• FRAGMENTO PROPORCIONADO:
^^^^^^^^^^^^^^^^

Una cultura hegemónica –¿Esa perspectiva explicaría las políticas asistencialistas y el clientelismo, asociados a un relato que promete redistribuir la riqueza de los otros, en vez de crear condiciones socioeconómicas que favorezcanla movilidad social ascendente?
–Efectivamente. No olvidemos el paternalismo, y el mejor ejemplo son los misioneros jesuitas de los siglos pasados: hay que salvar al pobre para salvar la propia alma. Eso se traslada al paternalismo estatal: al pobre hay que cuidarlo, protegerlo, ayudarlo, pero en cuanto pobre. La autonomía de la persona pobre, en realidad, no está contemplada en esta cultura, que no admite, por lo tanto, la postura de un Olof Palme, famoso socialdemócrata sueco y protestante, que decía: “Nosotros no venimos a combatir la riqueza, venimos a combatir la pobreza”.
–Me acordé de la marcha peronista, que combate al capital…
–Pero esto ya no es un problema solamente del peronismo: el mito de la nación católica está especialmente encarnado en el peronismo, como cultural popular, diría Bergoglio, pero es una cultura esencialmente hegemónica que ha impregnado los valores sociales colectivos, mucho más allá del peronismo. De manera que esta actitud económica es panperonista, lo que explica la falta de una cultura del crecimiento: hay una visión teológica de la economía, como si se tratara de una nueva repartición de los peces y los panes.

^^^^^^^^^^^^^^^^

• EJERCICIO PLANTEADO 1: Traduzca al inglés la siguiente oración del fragmento sobre la cultura hegemónica: «Eso se traslada al paternalismo estatal: al pobre hay que cuidarlo, protegerlo, ayudarlo, pero en cuanto pobre.»
• EJERCICIO PLANTEADO 2: Devuelva sin alteraciones el pasaje del fragmento sobre la cultura hegemónica que empieza en "Una cultura hegemónica" y acaba en "movilidad social ascendente?".

[Entradas del conjunto de datos]
^^^^^^^^^^^^^^^^

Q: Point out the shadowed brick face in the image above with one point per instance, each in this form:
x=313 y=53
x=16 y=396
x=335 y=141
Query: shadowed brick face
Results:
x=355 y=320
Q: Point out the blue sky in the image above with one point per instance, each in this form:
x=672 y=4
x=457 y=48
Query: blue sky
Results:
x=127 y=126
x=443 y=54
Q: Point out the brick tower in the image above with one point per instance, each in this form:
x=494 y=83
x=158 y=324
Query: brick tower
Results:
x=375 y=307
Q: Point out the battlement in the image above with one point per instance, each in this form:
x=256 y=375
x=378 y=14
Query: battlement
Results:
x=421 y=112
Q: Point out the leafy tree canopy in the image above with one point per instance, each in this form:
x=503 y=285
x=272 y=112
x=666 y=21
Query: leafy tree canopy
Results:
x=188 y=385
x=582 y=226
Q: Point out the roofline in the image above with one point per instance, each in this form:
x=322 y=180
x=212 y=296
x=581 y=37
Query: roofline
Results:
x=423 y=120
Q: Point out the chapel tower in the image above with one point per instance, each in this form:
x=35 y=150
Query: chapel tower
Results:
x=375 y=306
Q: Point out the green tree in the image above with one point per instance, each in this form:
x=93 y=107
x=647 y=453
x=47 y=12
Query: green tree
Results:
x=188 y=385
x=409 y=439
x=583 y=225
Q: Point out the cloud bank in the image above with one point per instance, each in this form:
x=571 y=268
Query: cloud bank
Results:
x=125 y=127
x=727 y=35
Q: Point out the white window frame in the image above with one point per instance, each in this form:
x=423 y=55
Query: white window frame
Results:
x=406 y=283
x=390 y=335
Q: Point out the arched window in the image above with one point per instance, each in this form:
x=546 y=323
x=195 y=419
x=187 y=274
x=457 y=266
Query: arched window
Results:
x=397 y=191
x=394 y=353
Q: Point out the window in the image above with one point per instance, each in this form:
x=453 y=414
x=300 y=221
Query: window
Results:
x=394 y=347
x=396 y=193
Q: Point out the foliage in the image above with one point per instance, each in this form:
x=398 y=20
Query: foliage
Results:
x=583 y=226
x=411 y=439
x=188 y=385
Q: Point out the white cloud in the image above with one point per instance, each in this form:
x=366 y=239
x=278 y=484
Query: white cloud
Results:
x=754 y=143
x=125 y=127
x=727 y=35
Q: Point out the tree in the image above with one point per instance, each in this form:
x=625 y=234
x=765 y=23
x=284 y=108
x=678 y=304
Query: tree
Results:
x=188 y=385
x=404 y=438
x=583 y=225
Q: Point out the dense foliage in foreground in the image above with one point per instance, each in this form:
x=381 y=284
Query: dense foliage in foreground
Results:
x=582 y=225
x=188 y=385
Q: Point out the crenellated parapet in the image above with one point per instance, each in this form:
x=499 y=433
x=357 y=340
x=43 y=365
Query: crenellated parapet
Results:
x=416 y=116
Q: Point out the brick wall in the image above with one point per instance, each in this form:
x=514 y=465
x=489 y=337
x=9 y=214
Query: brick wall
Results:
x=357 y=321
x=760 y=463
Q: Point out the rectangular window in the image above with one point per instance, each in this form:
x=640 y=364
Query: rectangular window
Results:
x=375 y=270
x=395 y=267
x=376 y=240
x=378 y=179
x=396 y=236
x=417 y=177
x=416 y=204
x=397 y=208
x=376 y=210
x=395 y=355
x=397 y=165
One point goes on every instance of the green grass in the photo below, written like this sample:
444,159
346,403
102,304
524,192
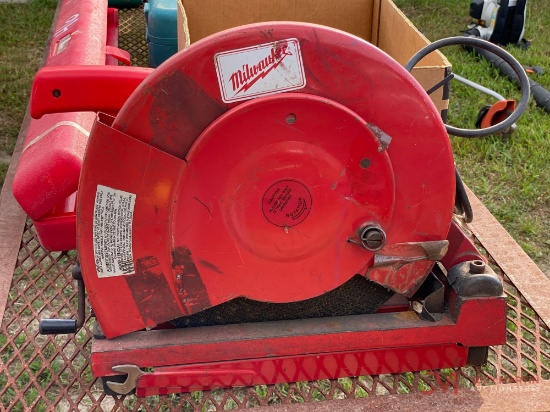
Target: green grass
511,176
23,35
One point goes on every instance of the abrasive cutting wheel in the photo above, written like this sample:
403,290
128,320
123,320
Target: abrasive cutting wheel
271,162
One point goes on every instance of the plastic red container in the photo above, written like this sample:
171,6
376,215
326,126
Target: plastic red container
86,33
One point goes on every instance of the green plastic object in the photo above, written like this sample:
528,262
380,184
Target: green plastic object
125,4
161,30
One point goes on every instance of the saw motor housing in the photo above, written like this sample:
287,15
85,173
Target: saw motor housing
277,167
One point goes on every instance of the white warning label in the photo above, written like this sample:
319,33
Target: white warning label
112,228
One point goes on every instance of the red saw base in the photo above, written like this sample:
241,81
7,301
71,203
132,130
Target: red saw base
304,350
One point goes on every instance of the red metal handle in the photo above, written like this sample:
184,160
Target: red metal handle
83,88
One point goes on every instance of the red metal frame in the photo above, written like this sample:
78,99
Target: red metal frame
312,349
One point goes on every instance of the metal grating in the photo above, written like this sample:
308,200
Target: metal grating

^^^^^^^^^^^^^^^^

• RESPUESTA COMPLETA 1: That carries over into state paternalism: the poor person must be cared for, protected, helped, but as a poor person.

• RESPUESTA COMPLETA 2:
Una cultura hegemónica –¿Esa perspectiva explicaría las políticas asistencialistas y el clientelismo, asociados a un relato que promete redistribuir la riqueza de los otros, en vez de crear condiciones socioeconómicas que favorezcanla movilidad social ascendente?